TASK DIRECTIONS —
Exact repetition of the data below is required.

#### AVAILABLE DATA ####

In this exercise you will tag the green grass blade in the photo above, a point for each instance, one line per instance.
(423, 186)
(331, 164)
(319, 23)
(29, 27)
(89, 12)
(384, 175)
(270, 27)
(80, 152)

####

EXERCISE ANSWER —
In this exercise you will tag the green grass blade in the photo above, a point for each instance, one line per instance.
(423, 186)
(331, 164)
(319, 23)
(29, 27)
(89, 12)
(384, 175)
(270, 27)
(80, 152)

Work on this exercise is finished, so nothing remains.